The problem.
Copy out the listing below with every "marker" changed to "dot" and nothing else altered.

___ Extracted records

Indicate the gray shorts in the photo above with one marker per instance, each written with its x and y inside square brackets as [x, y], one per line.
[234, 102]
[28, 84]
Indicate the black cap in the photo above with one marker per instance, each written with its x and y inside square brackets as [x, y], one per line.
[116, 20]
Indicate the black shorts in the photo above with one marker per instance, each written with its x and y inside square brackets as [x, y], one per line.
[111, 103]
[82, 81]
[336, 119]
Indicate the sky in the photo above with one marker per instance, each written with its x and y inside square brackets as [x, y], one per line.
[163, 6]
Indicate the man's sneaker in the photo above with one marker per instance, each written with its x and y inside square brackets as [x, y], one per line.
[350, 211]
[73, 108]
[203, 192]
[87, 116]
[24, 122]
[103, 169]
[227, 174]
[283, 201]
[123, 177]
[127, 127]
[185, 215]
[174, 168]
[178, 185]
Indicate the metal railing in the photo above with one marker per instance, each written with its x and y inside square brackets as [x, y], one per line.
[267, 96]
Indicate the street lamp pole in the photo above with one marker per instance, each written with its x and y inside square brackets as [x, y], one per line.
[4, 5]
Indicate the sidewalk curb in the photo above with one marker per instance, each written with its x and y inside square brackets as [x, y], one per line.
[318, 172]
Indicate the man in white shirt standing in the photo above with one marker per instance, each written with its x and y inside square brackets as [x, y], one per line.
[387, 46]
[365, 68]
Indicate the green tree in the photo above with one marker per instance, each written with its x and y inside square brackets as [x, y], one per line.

______

Exercise solution.
Indicate the gray shorts in the photo above with one dot per instance, each written with its x and y inside square brackets as [x, y], one per line.
[234, 102]
[28, 84]
Indicate the black cap in the photo above with one dot per instance, each written with its x and y inside square brackets as [x, y], one per line.
[116, 20]
Indicate the black shorts in the photo above with one dot per instance, each written with its x and y inside square brackets as [x, y], one per line.
[111, 103]
[82, 81]
[336, 119]
Indicate the sky in the photo above with one dot per instance, each written with its x and y inside square brackets as [x, y], one per line.
[163, 6]
Indicate the man's sneaker in the photo above with one dot per instance, each written with its x and y inside square brackets as [x, y], one per line.
[350, 211]
[73, 108]
[203, 192]
[87, 116]
[24, 122]
[103, 169]
[227, 174]
[283, 201]
[123, 177]
[127, 127]
[185, 215]
[174, 168]
[178, 185]
Indicate the metal railing in the photo above with one dot per instance, each written with its x and y inside square brackets as [x, y], one per line.
[267, 96]
Indicate the street lamp pole in the photo above with one dot per instance, each written with its x and y inside square brackets as [x, y], one per line.
[4, 5]
Indicate the sidewalk curb in the photo above with one dot per instance, each written with its x and y inside square brackets as [x, y], one per line.
[318, 172]
Indicate the man in white shirt standing in the photo above with one dot per instance, each written with its x and y inside square brackets as [x, y], one per line.
[387, 46]
[365, 68]
Indicate the green tree in the photo above with one dot per instance, each written with its x and y inside square brackets as [x, y], one per line.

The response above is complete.